> **DOCUMENT**
In recent weeks, Florida Reps. Debbie Wasserman Schults (Fl - 20) cosponsored the bill and was joined by Robert Wexler (Fl - 19) as both fought passionately about the need for passage.
Congresswoman Wasserman Schultz has a long history of supporting LGBT civil rights and yesterday was no exception. Her incisive words cut through the smoke screens and directly to the point. In the Congresswoman's own words, "Hate crimes do more than inflict incalculable pain and suffering on individual victims. Hate crimes target groups and terrorize communities. Left unpunished, hate crimes send powerful messages of intolerance. Hate crimes leave both the victim and others in their group feeling vulnerable, isolated and unprotected."
We applaud and thank all of the members of the Florida delegation who voted in favor of the Local Law Enforcement Hate Crime Prevention Act (click here to see the list).
Missed the testimony? No problem, click here to watch all 6 hours.
Here's a complete transcript of Rep. Debbie Wasserman Schultz's impressive stand:
Mr. Speaker, I rise in support of this legislation. Mr. Speaker, I wonder if our friends on the other side of the aisle would be singing the same offensive tune if we were talking about hate crimes based on race or religion. It seems to me that it is the category of individual that they are offended by, rather than the fact that we have hate crimes laws at all. We’ve already heard the powerful story of Matthew Shepherd, his mother Judy addressed our caucus this week. As the speaker noted we are all inspired by her ten year quest to turn her pain and tears into change, because these cases are tragic and real.
Ryan Skipper was a 25 year old gay man from Polk County, FL. Like Matthew, Ryan’s body was found murdered and dumped along the side of the road about two years ago. Ryan’s body had been stabbed 20 times and his throat was slit. His car was found abandoned nearby and contained the fingerprints of his two killers. One of his killers told police his conduct was justified to rebuff unwanted sexual advances.

> **Excerpts from a pointing dataset**
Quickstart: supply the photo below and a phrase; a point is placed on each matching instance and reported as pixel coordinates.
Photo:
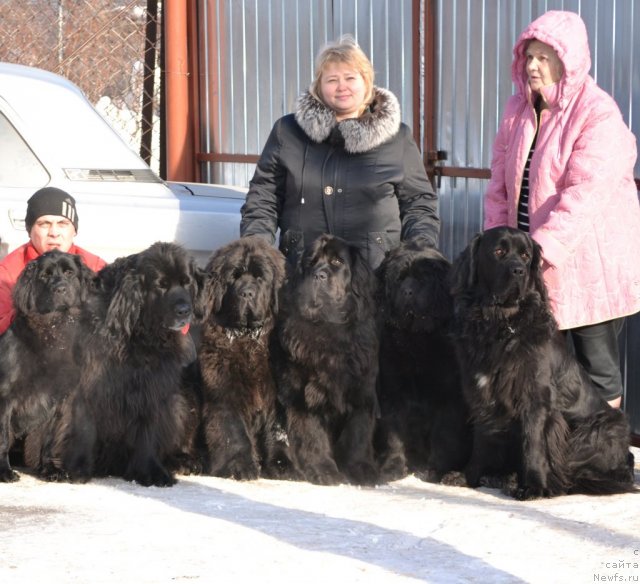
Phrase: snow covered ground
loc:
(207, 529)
...
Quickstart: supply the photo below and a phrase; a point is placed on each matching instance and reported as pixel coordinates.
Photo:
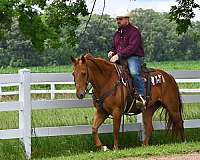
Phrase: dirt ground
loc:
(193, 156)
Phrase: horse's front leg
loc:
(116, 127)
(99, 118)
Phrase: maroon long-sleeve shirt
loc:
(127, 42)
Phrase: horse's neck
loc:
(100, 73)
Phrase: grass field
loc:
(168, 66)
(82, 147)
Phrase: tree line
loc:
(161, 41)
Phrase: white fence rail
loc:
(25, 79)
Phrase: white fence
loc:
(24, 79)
...
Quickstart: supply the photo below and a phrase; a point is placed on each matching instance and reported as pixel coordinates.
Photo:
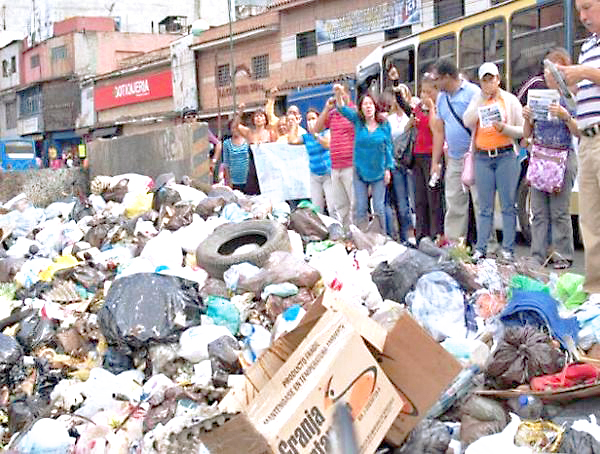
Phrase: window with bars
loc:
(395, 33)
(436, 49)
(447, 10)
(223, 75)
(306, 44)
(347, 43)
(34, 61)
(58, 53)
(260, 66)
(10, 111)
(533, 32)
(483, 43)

> **TASK GOAL**
Pick up the piece on the hate crimes bill right after its last sentence and keep it going. The items come from a separate source.

> **WRITTEN ANSWER**
Because there was no hate crime law with which to charge Ryan’s killer in Florida- only one of Ryan’s killers has been convicted, and that was of a lesser charge. Why do we need a hate crimes law? Because hate crimes do more than threaten the safety and well-being of individuals. Hate crimes do more than inflict incalculable pain and suffering on individual victims. Hate crimes target groups and terrorize communities. Left unpunished, hate crimes send powerful messages of intolerance. Hate crimes leave both the victim and others in their group feeling vulnerable, isolated and unprotected.
I’m proud to co-sponsor this legislation again this Congress, and commend my colleague Judiciary Committee Chairman, John Conyers, and my committee colleague, Tammy Baldwin, for their leadership in bringing this issue forward again this year. Let’s announce here and now that we will not tolerate this kind of terror in America. Let’s vow that we will not turn a blind eye to hatred and violence in America. And let us pledge to give police and prosecutors all of the resources they need to stamp out this scourge.
Mr. Speaker, Matthew Shepherd and Ryan Skipper may be gone, but we can honor their lives today, and I urge my colleagues to support this important legislation.